=== SET TASK ===
Beginning at the line containing "the man's short", output every line to the end of the data below exactly as it appears.

=== STORED RECORDS ===
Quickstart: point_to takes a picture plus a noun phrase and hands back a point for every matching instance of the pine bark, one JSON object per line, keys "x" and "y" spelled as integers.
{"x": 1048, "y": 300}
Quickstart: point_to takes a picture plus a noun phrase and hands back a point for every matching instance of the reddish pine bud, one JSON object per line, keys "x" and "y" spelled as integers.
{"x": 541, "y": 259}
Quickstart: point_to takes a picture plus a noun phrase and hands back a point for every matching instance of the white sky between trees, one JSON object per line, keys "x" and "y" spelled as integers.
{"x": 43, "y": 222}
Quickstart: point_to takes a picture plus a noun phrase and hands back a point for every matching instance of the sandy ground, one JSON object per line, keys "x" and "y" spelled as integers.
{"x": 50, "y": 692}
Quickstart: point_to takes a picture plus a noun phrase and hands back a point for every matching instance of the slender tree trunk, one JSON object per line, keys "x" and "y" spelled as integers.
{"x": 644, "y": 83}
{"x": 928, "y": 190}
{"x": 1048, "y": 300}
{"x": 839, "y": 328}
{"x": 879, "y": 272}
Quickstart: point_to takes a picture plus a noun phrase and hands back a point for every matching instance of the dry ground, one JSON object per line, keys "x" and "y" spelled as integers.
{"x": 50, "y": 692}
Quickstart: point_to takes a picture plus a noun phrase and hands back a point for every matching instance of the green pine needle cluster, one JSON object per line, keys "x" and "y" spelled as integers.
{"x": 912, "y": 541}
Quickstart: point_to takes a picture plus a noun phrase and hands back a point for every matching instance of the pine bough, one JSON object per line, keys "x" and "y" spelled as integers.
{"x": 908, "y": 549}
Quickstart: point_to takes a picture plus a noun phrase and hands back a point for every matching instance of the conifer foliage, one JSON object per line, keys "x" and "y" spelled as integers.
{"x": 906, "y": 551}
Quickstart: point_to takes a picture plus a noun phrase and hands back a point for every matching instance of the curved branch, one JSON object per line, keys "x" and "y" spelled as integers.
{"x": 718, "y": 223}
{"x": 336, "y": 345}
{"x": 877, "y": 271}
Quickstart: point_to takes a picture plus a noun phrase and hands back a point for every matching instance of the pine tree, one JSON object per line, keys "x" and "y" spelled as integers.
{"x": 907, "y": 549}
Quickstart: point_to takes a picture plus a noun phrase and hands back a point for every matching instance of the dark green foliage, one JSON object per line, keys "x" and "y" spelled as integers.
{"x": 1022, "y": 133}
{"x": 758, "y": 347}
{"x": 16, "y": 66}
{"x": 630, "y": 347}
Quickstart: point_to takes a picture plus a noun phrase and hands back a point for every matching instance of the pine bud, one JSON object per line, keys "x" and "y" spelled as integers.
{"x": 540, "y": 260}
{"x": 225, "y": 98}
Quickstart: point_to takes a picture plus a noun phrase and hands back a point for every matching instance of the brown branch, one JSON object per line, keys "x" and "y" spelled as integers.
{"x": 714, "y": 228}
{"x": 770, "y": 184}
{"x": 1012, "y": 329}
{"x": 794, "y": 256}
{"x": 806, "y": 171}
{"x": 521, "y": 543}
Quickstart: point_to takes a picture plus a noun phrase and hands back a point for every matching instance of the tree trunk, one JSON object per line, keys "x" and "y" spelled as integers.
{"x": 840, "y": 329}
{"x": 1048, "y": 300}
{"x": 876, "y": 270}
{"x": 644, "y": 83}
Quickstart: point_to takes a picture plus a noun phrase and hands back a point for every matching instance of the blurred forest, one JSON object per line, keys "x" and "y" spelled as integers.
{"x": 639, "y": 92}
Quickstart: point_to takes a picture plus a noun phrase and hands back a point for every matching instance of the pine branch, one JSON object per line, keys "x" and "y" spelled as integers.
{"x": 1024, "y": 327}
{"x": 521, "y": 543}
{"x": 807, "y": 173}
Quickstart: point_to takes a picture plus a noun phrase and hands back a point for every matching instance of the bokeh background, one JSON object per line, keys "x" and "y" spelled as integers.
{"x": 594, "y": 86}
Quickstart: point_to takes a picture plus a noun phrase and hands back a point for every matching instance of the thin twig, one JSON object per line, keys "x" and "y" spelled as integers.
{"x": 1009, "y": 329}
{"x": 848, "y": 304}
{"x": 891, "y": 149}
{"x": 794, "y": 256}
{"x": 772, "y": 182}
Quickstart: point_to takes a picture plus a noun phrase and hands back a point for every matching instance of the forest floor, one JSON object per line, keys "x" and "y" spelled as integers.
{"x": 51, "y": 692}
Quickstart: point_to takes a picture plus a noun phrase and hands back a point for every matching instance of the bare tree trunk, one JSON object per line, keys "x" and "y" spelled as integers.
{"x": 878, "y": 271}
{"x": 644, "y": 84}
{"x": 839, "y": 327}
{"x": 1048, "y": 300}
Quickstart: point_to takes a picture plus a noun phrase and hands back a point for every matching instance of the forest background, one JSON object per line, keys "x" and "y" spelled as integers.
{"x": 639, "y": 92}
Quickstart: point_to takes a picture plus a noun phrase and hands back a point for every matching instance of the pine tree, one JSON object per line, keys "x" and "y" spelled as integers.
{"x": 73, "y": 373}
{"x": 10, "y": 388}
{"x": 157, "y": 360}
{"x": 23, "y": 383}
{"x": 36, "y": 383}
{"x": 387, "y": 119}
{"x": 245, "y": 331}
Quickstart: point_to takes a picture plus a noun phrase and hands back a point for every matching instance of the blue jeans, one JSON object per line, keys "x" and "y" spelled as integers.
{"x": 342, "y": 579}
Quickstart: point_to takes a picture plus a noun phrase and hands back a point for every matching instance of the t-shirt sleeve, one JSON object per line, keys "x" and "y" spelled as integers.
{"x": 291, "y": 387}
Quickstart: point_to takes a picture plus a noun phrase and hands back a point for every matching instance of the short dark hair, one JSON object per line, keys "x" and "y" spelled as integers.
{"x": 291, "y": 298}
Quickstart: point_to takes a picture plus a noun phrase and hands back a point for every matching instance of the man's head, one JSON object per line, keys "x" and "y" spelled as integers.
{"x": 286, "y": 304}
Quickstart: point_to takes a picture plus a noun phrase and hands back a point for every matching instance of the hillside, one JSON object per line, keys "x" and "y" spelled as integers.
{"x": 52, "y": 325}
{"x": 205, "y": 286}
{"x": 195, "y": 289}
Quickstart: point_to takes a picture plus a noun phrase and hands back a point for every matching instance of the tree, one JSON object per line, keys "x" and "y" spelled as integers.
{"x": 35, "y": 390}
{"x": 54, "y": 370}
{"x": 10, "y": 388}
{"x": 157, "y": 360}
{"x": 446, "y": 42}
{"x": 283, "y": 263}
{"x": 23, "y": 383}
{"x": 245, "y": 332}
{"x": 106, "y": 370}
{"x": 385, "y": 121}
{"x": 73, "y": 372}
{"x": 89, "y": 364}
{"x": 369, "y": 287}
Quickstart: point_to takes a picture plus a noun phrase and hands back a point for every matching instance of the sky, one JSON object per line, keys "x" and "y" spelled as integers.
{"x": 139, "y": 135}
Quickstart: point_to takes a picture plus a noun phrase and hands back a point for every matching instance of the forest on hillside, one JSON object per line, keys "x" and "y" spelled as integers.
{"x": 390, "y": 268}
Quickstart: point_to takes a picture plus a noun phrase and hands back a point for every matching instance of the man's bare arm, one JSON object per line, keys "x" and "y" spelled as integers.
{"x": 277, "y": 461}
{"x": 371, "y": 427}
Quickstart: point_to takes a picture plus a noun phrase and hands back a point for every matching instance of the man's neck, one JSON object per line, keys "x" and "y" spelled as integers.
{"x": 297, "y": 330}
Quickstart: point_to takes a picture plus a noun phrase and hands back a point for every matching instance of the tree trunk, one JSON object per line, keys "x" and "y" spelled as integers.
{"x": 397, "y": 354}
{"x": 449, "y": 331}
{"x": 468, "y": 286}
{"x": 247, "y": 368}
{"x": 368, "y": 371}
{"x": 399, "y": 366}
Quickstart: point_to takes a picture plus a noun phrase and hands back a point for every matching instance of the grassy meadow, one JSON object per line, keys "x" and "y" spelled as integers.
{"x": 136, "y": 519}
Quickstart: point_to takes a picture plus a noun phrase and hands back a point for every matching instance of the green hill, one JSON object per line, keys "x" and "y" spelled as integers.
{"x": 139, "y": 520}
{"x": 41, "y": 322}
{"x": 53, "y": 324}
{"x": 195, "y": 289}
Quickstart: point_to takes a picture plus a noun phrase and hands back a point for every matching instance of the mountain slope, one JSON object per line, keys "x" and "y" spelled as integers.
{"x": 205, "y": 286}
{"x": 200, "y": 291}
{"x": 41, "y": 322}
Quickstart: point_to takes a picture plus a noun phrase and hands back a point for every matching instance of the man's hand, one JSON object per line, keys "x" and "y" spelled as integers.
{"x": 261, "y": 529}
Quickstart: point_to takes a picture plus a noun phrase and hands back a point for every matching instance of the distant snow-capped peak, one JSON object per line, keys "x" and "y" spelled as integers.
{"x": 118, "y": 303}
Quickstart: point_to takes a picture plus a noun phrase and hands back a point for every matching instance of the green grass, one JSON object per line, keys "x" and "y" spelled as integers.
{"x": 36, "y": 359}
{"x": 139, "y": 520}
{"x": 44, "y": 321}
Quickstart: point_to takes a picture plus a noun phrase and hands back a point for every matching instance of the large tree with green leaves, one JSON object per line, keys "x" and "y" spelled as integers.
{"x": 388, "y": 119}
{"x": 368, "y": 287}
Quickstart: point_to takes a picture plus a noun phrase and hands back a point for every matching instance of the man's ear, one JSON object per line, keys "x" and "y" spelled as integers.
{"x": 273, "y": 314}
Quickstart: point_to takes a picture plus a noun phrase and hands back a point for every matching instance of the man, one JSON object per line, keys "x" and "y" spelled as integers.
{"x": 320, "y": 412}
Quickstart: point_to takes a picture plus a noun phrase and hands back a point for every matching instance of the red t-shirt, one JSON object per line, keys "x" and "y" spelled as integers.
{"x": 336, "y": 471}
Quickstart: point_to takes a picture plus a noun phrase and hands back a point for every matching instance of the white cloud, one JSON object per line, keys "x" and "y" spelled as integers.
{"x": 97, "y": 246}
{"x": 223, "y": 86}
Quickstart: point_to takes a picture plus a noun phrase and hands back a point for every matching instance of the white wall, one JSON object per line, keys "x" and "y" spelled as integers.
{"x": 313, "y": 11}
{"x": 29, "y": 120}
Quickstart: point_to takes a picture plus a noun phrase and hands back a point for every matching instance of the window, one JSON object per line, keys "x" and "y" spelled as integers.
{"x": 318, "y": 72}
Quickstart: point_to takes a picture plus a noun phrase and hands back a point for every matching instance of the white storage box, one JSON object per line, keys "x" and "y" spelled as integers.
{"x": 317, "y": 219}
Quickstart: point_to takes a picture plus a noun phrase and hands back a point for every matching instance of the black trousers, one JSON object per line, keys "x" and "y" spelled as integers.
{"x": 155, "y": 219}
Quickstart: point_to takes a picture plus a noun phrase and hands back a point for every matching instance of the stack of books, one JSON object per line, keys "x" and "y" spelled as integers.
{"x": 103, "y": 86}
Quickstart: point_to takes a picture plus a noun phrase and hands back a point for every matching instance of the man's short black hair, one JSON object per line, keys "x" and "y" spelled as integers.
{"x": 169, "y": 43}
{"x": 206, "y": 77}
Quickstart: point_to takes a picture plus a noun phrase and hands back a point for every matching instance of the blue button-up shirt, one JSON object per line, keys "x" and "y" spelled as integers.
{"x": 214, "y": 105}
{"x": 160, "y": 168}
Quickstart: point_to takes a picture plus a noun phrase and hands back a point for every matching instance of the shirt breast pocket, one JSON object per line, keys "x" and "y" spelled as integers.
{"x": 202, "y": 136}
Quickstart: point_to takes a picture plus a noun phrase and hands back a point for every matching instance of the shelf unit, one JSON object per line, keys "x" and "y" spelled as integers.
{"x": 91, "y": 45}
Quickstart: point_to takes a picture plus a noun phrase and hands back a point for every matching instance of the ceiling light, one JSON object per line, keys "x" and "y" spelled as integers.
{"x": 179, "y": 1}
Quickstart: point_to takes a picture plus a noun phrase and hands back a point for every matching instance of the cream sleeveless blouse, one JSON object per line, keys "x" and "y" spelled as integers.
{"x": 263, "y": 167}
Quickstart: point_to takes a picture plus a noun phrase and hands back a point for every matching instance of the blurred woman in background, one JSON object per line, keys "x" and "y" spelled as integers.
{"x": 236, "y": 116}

=== WRITTEN ANSWER ===
Quickstart: point_to takes a picture plus a noun phrase and hands back a point for every matching instance of the man's short black hair, one JSON object per line, keys "x" and "y" spelled as integers.
{"x": 169, "y": 43}
{"x": 206, "y": 77}
Quickstart: point_to takes a picture plus a noun phrase and hands back a point for every matching instance of the blue button-up shirt, one JSON object per line, keys "x" and "y" spelled as integers.
{"x": 214, "y": 105}
{"x": 160, "y": 168}
Quickstart: point_to takes a picture plus a noun phrase and hands back a point for every matching instance of the shirt breast pocket, one JSON object per line, keys "x" and "y" spelled as integers.
{"x": 202, "y": 136}
Quickstart: point_to takes a picture plus a noun phrase and hands back a point for every matching instance of the shelf unit, one JSON object per line, keys "x" and "y" spelled as integers.
{"x": 91, "y": 45}
Quickstart: point_to takes a picture plus a noun phrase and hands back a point for every matching instance of the ceiling light, one JSON object per line, keys "x" and "y" spelled as integers.
{"x": 179, "y": 1}
Quickstart: point_to takes a picture plus a noun phrase and hands back a point for every matching instance of the cream sleeveless blouse, one JSON object per line, keys "x" and "y" spelled as integers.
{"x": 263, "y": 167}
Quickstart: point_to takes a picture plus a noun phrase and hands back a point for every matching instance of the blurred woman in background, one JSON object per line, keys "x" and "y" spelled as integers.
{"x": 236, "y": 116}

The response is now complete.